Given text:
☆ ☆ ☆
28
Sep

Qualcomm: the Future of 5G Flows on its Innovations

qualcomm, 5G
Medium News, September 28, 2019
Extraordinary innovations that are enabling 5G are built on a continuum of technological achievements in wireless networking, which the company highlighted at its annual conference.
In a grand event at its headquarters in San Diego, Qualcomm’s executives recalled how the seeds of 5G were sown decades ago and claimed the future of 5G will ride on its technologies. The speakers, including CTO Jim Thompson and the company’s R&D and product heads, time-traveled us back to the 1990s when EV-DO first introduced the basic concepts of wireless Internet, to LTE which brought techniques such as OFDMA used in 5G today, and concepts such as direct device-to-device that will fuel the future of 5G.
In the times when we are busy with immediacy, this was a refreshing perspective, realizing where we started, how far we have come, and how much more we have to go. Personally, I came out feeling very confident about the future of wireless technology in general, and 5G evolution in particular.
EV-DO was the first real mobile wireless broadband solution. Although other technologies such as GPRS existed, EV-DO, for the first time, introduced the concept of an All-IP data channel optimized for the extreme conditions of wireless. Features such as hybrid ARQ (HARQ), turbo coding, adaptive modulation, and opportunistic scheduling introduced during those times were used for 3G, 4G, and are a basic staple for 5G and beyond. Techniques such as carrier aggregation, VoIP over wireless and many others are also still being used and will continue to be used. OFDM/A that revolutionized mobile broadband with 4G LTE is the choice of waveform and access technology for 5G and its evolutions. The technologies behind C-V2X, and Slide-link, usage of unlicensed/shared spectrum, and many more that are part of the future of 5G, all came from cellular evolution. All of these are Qualcomm’s innovations.
The technologies that built 5G
While 5G has become almost a household term, the challenges of 5G and the innovations that solved them are still not very well known. And they look like “ wizardry” as The Wall Street Journal put it. Years back when 5G was being mulled over, many experts knew about the limitations of 4G, and the extreme needs of the next-generation wireless technology. But the challenge was not only developing a platform that addressed the current needs but also making it future proof.
In my view, developing a unified, flexible design based on scalable OFDMA and slot-based framework is one of the key contributions of Qualcomm to 5G. When I heard about it from engineers for the first time, it sounded almost utopian — “everything for everyone!” But kudos to the Qualcomm experts, it was standardized and commercialized in record time (remember 5G acceleration?). The framework is so flexible and scalable that any application that can be imagined now and in the foreseeable future can be supported with it.
Another path-breaking Qualcomm 5G invention was solving the millimeter wave (mmW) puzzle. It was an impossible challenge. Trust me when I say this because I have hands-on experience dealing with mmW. Making it work for mobiles and in outdoor environments is nothing short of a miracle and is in the same league as making CDMA work. Even after six months of first 5G deployments, nobody other than Qualcomm has been able to show a working device, let alone a commercial phone! This indeed is a testament to the complex art involved in making mmW work in phones. Notwithstanding the initial hiccups of one operator that is giving mmW some bad rap, very soon, all those bashers will realize the pivotal role mmW will play in making 5G a universal solution for everything connected. During the event, through multiple demos, Qualcomm went to lengths to show that mmW indeed works in non-line of sight (LoS) scenarios.
☆ ☆ ☆
To-do list:
1. According to the article on Qualcomm and 5G, which technology was the first real mobile wireless broadband solution?
2. Continue the article on Qualcomm's 5G innovations from its final sentence.
☆ ☆ ☆
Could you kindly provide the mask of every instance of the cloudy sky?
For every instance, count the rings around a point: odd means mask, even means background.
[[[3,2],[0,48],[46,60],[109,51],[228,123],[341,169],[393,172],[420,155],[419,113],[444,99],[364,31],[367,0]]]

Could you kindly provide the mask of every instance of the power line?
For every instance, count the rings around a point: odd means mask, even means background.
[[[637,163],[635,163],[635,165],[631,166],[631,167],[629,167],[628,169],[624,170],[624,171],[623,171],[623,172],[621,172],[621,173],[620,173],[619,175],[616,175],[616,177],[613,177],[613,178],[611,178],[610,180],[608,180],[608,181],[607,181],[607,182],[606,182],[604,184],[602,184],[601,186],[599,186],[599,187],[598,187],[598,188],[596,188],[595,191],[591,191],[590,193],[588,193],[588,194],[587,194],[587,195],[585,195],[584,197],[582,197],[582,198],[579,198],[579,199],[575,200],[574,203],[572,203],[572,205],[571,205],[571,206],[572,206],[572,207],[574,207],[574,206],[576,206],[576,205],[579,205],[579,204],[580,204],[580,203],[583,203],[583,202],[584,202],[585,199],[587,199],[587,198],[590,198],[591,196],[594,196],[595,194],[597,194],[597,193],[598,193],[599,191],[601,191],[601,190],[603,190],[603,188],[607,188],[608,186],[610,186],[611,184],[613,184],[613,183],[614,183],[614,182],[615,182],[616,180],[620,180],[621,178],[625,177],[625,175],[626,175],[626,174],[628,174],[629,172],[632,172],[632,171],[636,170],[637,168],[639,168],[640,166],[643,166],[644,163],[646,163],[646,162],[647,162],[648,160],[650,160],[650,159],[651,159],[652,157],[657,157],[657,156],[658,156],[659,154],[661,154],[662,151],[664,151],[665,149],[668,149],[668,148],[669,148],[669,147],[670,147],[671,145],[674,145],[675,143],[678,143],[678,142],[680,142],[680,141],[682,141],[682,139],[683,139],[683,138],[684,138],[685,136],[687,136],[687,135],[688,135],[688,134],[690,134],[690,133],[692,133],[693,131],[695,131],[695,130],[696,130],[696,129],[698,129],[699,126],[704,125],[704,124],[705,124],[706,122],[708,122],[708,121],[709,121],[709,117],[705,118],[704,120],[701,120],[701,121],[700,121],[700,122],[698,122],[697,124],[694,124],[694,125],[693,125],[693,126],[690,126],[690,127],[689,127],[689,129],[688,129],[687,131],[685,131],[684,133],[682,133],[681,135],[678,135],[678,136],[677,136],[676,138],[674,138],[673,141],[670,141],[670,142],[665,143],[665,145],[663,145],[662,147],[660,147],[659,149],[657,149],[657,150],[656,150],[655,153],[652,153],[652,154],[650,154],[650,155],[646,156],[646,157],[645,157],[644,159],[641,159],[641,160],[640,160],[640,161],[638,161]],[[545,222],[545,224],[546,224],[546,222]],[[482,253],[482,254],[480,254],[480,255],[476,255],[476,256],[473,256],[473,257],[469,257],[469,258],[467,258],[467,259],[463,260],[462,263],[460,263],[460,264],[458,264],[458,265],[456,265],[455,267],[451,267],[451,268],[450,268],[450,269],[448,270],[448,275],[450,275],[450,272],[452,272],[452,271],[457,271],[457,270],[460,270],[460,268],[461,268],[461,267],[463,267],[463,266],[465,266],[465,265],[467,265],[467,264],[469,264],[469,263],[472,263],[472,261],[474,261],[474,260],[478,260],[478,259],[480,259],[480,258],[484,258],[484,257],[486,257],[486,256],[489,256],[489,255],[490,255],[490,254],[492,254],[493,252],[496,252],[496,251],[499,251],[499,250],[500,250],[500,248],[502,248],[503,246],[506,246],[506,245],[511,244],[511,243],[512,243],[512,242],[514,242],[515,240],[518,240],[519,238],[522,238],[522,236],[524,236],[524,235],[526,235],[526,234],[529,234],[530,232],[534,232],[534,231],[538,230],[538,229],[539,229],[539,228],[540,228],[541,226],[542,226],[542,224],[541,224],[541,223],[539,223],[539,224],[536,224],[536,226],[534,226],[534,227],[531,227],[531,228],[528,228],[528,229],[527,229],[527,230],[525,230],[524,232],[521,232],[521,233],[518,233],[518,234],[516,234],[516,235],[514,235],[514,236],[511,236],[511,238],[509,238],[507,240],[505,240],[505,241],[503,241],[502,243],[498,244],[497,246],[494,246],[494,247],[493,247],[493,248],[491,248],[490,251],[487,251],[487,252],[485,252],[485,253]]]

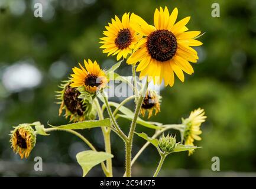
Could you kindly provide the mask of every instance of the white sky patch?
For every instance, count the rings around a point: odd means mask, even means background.
[[[42,80],[42,74],[34,66],[20,62],[5,69],[2,80],[8,90],[17,92],[39,85]]]

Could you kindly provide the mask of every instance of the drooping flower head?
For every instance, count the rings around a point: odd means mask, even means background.
[[[106,86],[108,79],[106,74],[101,69],[99,64],[96,61],[93,63],[89,59],[88,61],[84,61],[85,69],[79,64],[80,69],[74,67],[72,70],[74,74],[71,74],[70,84],[72,87],[84,87],[84,89],[92,93],[101,90]]]
[[[14,152],[18,153],[21,158],[28,158],[35,145],[36,135],[30,124],[20,124],[11,131],[11,146]]]
[[[160,98],[154,90],[148,90],[143,100],[141,108],[141,113],[143,117],[147,112],[148,119],[150,118],[155,110],[155,115],[160,112]]]
[[[80,93],[75,88],[70,86],[72,82],[63,81],[60,86],[62,89],[57,92],[57,99],[60,102],[59,115],[60,116],[64,110],[64,116],[70,122],[76,122],[86,120],[93,120],[96,116],[96,110],[92,105],[92,99],[90,97],[79,98]]]
[[[178,15],[176,8],[170,15],[167,8],[155,9],[154,26],[148,24],[142,18],[132,14],[131,25],[139,34],[145,36],[137,44],[135,51],[127,60],[129,64],[140,62],[137,71],[140,77],[148,76],[154,83],[173,86],[174,74],[184,82],[183,71],[192,74],[194,70],[189,61],[196,63],[197,53],[192,46],[199,46],[201,42],[194,38],[200,31],[187,31],[186,25],[190,17],[186,17],[175,24]]]
[[[112,23],[105,27],[107,31],[103,33],[106,37],[101,38],[100,43],[103,44],[101,48],[105,48],[103,53],[108,53],[108,56],[117,54],[116,59],[119,60],[131,54],[139,37],[131,27],[129,20],[129,14],[125,13],[121,20],[115,16],[115,19],[112,18]]]
[[[183,132],[183,141],[186,145],[194,145],[194,140],[200,141],[199,136],[202,133],[200,129],[202,123],[205,122],[207,117],[205,115],[205,110],[199,108],[191,112],[189,117],[183,119],[183,124],[185,126]],[[189,151],[189,155],[193,154],[193,150]]]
☆ ☆ ☆
Set of answers:
1. EV-DO

2.
“The key to Qualcomm’s success is our systems approach,” said John Smee, Qualcomm VP of Engineering and Wireless R&D head, “We are first to develop the end-to-end prototypes and demonstrate the feasibility of any new technology.” To prove that point, they took us on an exclusive behind the scene tour, to the roof of their HQ building to show the 5G sub-6GHz end-to-end system they have built, including their own test base station and the core network.
Future of 5G
Before jumping ahead to the question “what’s next for 5G?” we’ve got realize that 5G is still in its infancy, barely a few months after the first commercial launch. I know the staggering speed of deployments and all the news might make you think it’s years old! In the words of Durga Malladi, Qualcomm SVP and GM of 5G, “it feels like the entire life of 4G has happened in the first few months of 5G.” In comparison, six months after the launch of 4G, people had barely even noticed it! What is commercial now is just the first prong of what I call a three-pointed star — enhanced mobile (and fixed) broadband (eMBB), along with massive IoT and mission-critical services (MCS). The future of 5G lies in realizing those latter two prongs, mostly connecting and transforming the score of verticals that are primed for the 5G magic. Of course, the enhancements to eMBB will continue as well.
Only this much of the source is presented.